▸ Problem requirements: Give back exactly the lines from the line that contains "Mark the region of each instance of the leaf" to the last line of the listing below, inclusive, and no others.

Start of Working data

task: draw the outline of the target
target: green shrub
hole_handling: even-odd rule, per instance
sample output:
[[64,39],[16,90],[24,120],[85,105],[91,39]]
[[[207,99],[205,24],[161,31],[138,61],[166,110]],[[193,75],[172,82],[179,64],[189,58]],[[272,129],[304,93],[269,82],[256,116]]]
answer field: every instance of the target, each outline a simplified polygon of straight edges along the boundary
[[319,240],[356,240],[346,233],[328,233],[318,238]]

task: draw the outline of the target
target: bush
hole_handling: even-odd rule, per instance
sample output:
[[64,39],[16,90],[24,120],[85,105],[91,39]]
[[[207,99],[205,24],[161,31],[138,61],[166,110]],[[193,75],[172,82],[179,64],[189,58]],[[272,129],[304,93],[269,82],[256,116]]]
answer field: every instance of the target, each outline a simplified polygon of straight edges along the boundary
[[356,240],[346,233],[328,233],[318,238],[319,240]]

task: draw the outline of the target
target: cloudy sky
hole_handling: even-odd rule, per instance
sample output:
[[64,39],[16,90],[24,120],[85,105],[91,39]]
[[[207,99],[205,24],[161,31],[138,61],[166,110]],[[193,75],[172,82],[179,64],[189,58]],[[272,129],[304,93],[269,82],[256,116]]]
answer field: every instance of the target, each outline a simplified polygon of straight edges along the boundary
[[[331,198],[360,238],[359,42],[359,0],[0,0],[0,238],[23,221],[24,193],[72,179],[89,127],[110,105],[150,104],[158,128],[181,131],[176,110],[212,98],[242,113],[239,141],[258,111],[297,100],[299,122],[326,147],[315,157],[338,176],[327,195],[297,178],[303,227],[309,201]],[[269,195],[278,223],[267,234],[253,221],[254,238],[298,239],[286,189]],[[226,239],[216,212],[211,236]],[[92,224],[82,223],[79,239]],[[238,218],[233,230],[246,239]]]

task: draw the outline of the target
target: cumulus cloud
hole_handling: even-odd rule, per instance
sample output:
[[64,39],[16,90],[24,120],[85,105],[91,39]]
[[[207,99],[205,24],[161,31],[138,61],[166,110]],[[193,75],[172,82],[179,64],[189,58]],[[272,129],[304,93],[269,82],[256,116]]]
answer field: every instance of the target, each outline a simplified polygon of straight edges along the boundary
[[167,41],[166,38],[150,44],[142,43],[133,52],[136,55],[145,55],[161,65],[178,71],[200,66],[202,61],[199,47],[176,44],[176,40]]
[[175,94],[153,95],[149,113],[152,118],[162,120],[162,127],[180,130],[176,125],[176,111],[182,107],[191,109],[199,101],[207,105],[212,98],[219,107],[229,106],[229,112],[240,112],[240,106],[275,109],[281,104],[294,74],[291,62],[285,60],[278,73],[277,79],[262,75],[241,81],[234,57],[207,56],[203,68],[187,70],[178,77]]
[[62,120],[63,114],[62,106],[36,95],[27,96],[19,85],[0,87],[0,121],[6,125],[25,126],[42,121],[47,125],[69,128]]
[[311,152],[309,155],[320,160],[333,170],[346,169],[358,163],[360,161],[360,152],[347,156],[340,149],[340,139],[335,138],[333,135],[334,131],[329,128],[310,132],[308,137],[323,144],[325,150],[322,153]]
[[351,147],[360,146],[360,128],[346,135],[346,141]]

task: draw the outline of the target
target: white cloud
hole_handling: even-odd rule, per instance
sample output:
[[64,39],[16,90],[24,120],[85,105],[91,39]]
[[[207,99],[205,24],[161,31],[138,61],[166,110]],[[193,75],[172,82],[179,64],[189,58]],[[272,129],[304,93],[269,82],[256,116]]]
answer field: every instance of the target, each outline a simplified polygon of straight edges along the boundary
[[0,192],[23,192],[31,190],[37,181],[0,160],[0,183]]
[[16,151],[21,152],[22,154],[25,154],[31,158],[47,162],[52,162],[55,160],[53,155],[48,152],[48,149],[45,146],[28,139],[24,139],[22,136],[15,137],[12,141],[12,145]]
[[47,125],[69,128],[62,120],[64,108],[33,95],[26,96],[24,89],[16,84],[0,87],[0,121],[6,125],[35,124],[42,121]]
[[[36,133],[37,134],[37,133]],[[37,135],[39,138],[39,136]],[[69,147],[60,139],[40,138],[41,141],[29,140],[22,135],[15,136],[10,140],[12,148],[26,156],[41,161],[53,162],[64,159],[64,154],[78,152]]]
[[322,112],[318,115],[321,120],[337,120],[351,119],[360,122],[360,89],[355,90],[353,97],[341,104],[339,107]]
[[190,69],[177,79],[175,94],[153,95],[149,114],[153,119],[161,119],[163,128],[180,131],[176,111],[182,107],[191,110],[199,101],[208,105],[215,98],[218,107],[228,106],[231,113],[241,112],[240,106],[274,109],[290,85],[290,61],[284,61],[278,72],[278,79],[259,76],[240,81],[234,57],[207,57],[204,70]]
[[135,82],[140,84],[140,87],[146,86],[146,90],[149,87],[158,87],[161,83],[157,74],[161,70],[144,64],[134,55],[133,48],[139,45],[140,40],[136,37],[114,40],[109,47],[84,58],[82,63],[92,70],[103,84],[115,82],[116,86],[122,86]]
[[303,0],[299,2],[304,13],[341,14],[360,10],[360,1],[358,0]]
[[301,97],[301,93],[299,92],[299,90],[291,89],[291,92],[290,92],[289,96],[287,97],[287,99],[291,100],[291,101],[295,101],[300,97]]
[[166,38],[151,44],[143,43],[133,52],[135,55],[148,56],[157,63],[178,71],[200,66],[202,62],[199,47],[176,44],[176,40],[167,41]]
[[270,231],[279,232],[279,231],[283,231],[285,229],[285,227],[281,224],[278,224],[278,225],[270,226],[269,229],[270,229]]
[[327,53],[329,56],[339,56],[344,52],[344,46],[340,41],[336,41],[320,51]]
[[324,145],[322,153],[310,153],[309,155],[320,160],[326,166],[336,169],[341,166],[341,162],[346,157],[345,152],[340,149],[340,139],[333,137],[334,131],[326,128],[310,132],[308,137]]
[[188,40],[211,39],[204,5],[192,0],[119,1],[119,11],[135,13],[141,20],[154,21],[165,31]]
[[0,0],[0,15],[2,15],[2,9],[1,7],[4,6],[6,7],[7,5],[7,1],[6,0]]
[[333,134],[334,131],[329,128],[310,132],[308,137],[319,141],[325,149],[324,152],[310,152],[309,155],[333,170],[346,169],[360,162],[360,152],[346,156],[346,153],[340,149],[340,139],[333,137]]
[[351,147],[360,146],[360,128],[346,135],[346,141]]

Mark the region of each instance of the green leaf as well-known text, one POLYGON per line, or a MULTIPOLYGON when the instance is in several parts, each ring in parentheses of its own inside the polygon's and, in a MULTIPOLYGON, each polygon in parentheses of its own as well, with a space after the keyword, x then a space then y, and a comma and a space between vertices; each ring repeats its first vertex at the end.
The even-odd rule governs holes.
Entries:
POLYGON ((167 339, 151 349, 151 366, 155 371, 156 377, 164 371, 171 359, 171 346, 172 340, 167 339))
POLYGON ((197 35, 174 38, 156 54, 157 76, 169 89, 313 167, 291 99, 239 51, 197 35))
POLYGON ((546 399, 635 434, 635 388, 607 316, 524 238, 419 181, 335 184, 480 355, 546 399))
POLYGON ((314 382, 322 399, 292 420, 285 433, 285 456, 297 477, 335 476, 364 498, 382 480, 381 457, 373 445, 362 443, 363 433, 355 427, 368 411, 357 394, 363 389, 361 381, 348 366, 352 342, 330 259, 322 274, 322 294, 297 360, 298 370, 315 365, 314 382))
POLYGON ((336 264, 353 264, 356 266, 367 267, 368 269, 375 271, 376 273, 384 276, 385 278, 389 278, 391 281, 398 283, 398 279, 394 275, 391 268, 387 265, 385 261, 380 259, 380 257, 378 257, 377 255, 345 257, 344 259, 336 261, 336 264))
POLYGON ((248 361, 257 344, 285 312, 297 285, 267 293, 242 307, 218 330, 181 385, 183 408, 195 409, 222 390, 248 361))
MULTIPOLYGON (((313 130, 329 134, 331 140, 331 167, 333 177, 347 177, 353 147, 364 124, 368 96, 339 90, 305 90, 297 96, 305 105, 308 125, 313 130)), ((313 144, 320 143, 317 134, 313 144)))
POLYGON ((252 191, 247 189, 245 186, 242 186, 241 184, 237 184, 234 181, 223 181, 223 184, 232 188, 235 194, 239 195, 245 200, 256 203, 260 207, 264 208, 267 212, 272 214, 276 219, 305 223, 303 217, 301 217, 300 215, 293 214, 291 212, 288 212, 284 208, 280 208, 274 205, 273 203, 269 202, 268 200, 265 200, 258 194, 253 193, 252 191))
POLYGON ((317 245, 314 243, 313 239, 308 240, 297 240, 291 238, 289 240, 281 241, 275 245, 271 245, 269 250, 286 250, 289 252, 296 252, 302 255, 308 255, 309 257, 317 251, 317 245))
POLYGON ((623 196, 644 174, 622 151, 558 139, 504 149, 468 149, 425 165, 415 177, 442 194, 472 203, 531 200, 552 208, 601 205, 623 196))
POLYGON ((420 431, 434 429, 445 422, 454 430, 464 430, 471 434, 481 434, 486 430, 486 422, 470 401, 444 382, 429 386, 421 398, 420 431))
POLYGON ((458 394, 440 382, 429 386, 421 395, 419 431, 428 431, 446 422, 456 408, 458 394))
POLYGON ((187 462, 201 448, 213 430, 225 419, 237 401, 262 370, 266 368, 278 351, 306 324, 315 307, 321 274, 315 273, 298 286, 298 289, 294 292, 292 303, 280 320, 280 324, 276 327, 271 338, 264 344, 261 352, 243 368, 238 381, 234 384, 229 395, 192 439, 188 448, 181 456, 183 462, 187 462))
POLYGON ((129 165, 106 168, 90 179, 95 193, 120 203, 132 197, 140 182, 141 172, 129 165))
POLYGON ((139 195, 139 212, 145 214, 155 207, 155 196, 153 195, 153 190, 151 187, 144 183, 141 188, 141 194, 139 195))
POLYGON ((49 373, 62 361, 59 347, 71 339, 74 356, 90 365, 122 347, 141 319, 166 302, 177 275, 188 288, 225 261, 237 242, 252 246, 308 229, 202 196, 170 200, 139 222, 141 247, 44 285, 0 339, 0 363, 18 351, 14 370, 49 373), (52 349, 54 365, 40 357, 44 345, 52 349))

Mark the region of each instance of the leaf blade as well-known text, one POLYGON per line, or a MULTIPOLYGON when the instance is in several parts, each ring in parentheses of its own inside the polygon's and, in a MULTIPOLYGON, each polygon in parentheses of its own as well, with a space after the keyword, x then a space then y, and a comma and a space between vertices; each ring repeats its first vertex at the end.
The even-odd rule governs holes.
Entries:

End of Working data

▸ Your solution:
Mark the region of each instance of the leaf blade as well-known text, one POLYGON per line, or a MULTIPOLYGON when the instance is in several parts, each ring in parentheses of its own inside the polygon's and, in a MULTIPOLYGON, each polygon in parentheses of its own as well, with a space after the keyword, x then a space then y, and a comma and a space between vertices; each ring repeats its first vertex at the end.
The even-odd rule governs holes.
Entries:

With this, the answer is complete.